> Requirement
Put every row below into a two-column CSV with the headers entry and answer. Each row gets one CSV line, with its text in the first quoted field and its answer in the second, and any line breaks replaced by spaces.

> Data excerpts
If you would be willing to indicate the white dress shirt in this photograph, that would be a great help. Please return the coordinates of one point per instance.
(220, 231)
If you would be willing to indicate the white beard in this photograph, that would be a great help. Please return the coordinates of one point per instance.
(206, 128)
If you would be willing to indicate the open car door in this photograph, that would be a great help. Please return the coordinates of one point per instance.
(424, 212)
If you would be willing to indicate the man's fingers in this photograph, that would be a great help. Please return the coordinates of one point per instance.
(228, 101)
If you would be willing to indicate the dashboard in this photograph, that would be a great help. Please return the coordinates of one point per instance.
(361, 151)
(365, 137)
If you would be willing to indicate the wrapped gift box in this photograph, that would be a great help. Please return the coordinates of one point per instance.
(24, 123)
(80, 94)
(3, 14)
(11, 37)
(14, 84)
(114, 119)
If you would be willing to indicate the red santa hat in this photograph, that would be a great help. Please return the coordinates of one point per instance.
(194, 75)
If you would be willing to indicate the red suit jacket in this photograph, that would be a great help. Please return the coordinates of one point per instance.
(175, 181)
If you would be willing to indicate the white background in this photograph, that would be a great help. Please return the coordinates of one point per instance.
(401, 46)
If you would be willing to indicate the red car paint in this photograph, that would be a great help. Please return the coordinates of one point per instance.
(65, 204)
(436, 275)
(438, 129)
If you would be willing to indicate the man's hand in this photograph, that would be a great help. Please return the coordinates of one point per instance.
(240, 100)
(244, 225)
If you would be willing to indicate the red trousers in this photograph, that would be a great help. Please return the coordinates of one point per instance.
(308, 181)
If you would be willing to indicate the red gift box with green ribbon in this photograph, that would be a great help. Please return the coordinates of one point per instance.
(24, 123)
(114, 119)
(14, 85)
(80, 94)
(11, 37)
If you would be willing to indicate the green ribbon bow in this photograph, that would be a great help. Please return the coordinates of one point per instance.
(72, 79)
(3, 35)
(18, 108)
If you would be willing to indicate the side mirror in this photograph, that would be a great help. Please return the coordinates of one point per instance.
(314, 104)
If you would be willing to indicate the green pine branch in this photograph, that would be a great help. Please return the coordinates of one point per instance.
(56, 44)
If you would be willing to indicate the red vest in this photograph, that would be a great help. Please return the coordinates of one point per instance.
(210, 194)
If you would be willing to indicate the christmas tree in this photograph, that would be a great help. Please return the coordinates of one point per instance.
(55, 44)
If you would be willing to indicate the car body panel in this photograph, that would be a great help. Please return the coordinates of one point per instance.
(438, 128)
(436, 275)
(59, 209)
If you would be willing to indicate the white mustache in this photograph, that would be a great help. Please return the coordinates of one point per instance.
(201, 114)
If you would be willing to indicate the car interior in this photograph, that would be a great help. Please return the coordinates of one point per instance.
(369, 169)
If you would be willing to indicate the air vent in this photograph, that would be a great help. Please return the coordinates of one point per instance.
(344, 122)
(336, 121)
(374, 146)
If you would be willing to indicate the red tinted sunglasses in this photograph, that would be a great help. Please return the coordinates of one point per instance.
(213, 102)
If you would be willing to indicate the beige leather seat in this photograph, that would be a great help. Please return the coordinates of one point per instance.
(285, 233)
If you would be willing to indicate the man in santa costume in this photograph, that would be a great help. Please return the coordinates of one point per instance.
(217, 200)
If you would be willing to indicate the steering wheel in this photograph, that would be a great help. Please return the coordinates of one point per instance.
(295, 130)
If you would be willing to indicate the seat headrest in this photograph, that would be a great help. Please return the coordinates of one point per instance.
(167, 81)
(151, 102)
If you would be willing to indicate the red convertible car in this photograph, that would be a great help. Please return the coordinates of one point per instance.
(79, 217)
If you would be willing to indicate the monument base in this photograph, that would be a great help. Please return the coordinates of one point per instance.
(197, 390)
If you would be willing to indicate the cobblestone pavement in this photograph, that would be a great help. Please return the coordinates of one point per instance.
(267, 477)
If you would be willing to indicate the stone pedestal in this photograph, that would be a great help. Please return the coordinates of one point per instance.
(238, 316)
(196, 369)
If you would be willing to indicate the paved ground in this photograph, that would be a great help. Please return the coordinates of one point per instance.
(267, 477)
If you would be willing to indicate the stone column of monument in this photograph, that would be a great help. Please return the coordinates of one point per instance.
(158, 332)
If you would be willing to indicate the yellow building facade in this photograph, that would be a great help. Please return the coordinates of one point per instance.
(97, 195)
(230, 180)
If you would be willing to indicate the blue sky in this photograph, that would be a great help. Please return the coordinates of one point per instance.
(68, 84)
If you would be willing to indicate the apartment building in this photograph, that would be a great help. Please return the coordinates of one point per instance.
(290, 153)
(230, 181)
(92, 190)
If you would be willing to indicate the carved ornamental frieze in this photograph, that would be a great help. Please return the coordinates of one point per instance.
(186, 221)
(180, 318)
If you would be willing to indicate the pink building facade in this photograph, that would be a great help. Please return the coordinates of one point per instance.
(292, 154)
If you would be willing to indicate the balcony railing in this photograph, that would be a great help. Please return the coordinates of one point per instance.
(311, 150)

> Result of the task
entry,answer
"If you would be willing to indicate the white dress shirt in this photograph, that would be a great help. Please return the coordinates of one point per instance.","(220, 231)"
"If you would be willing to indicate the white beard in this photograph, that would be a great help. Please return the coordinates of one point per instance.","(206, 128)"
"If you would be willing to indicate the open car door in this photograph, that would be a great help. Please return the coordinates of one point per instance.","(424, 212)"
"If you would be willing to indicate the man's fingers in this photograph, that would be a great help. Please return the coordinates of one point per instance.","(228, 101)"
"If you would be willing to indicate the dashboard in this photograph, that would be a great help. Please return the coordinates of one point per instance.","(361, 151) (365, 137)"
"If you would be willing to indicate the wrapped gift box in this photograph, that would be a great help. Please return the coordinates of one point per instance.","(24, 123) (80, 94) (3, 14) (11, 37) (14, 84) (114, 119)"
"If you would be willing to indicate the red santa hat in this photograph, that would be a great help. Please return the coordinates of one point per instance.","(194, 75)"
"If you would be willing to indicate the red suit jacket in this photograph, that would be a great help. Please return the coordinates of one point per instance.","(175, 181)"
"If you would be willing to indicate the white background in this photograph, that would be a great help. Please return the coordinates of one point per instance.","(401, 46)"
"If you would be willing to indicate the red car paint in this photograph, that would be a great help. Please return the coordinates of one point per instance.","(65, 204) (436, 275) (438, 129)"
"If you would be willing to indicate the man's hand in this photograph, that would be a great help. Please return the coordinates of one point per instance.","(240, 100) (244, 225)"
"If you would be willing to indicate the red trousers in this photograph, that would be a great help. Please return the coordinates of one point per instance.","(308, 181)"
"If you would be willing to indicate the red gift box with green ribbon in this photograph, that would be a great help. Please return the coordinates of one point per instance.","(24, 123) (114, 119) (14, 85) (80, 94) (11, 37)"
"If you would be willing to indicate the green ribbon bow in this photograph, that would be a great help. Please return the coordinates of one point per instance.","(72, 79) (3, 35) (18, 108)"
"If you would be willing to indicate the side mirror in this photograph, that would be a great help. Please return the coordinates of one point per instance.","(314, 104)"
"If you would be willing to indicate the green pine branch in this photograph, that would be a great help. Please return the coordinates of one point per instance.","(56, 44)"
"If you would be willing to indicate the red vest in this photograph, that would be a great help. Please return the coordinates of one point per instance.","(210, 194)"
"If you would be willing to indicate the christmas tree in this photograph, that would be a great help. Please return the coordinates of one point per instance.","(55, 44)"
"If you would be willing to indicate the car body panel in this photograph, that would be a great help. Please return the coordinates of one point per instance.","(438, 128) (436, 275) (59, 209)"
"If you would be willing to indicate the white mustache in this photograph, that would be a great help. Please return the coordinates of one point per instance.","(201, 114)"
"If you would be willing to indicate the car interior in this photograph, that would be a great help. Please return the coordinates of one point per instance.","(369, 169)"
"If you would be willing to indicate the air vent in this photograph, that would be a great help. Please return the coordinates of one point per instance.","(344, 122) (336, 121) (374, 146)"
"If you would be willing to indicate the red tinted sunglasses in this photograph, that would be a great help. Please return the coordinates of one point per instance.","(213, 102)"
"If you would be willing to indicate the beige leather seat in this photograph, that would be a great help. Please return the coordinates of one point per instance.","(285, 233)"
"If you would be willing to indicate the man in santa costume in this photograph, that would be a great help. Please return the coordinates of one point per instance.","(217, 200)"
"If you would be willing to indicate the steering wheel in this photograph, that would be a great help. Please return the coordinates of one point per instance.","(295, 130)"
"If you would be willing to indicate the seat headrest in this photograph, that would be a great help. Please return the coordinates of one point per instance.","(167, 81) (151, 102)"
"If you would be willing to indicate the red convertible car in this photograph, that would be a great help. Please return the coordinates of one point per instance.","(79, 217)"
"If you would be willing to indicate the monument base in this photograph, that would be a great help. Please return the coordinates of one point per instance.","(197, 390)"
"If you would be willing to indicate the cobblestone pavement in this photograph, that would be a great help. Please return the coordinates of one point per instance.","(267, 477)"
"If you would be willing to indicate the stone pedestal in this photograph, that would be a great help. Please return the coordinates of one point per instance.","(238, 316) (196, 369)"
"If you would be willing to indicate the paved ground in this photograph, that would be a great help. Please return the coordinates of one point per instance.","(267, 477)"
"If you would be willing to indicate the stone column of monument in this photograph, that would be a great help. Please return the coordinates of one point per instance.","(158, 332)"
"If you would be willing to indicate the yellow building facade in this photograph, that would be a great help. Please return the coordinates of one point per instance.","(97, 195) (230, 180)"
"If you would be willing to indicate the blue sky in this photograph, that would be a great help. Please return the coordinates of one point per instance.","(68, 84)"
"If you would be willing to indicate the apartment building in this photograph, that would be a great help. Please return the coordinates of one point per instance.","(290, 153) (230, 181) (92, 190)"
"If you would be willing to indicate the carved ornamental frieze in this photograph, that would be a great help. Please return the coordinates of one point per instance.","(186, 221) (180, 318)"
"If you would be willing to indicate the pink building facade in this photograph, that would be a great help. Please return the coordinates of one point per instance.","(292, 154)"
"If you would be willing to indicate the balcony railing in this photograph, that would be a great help. Please return the coordinates of one point per instance.","(311, 150)"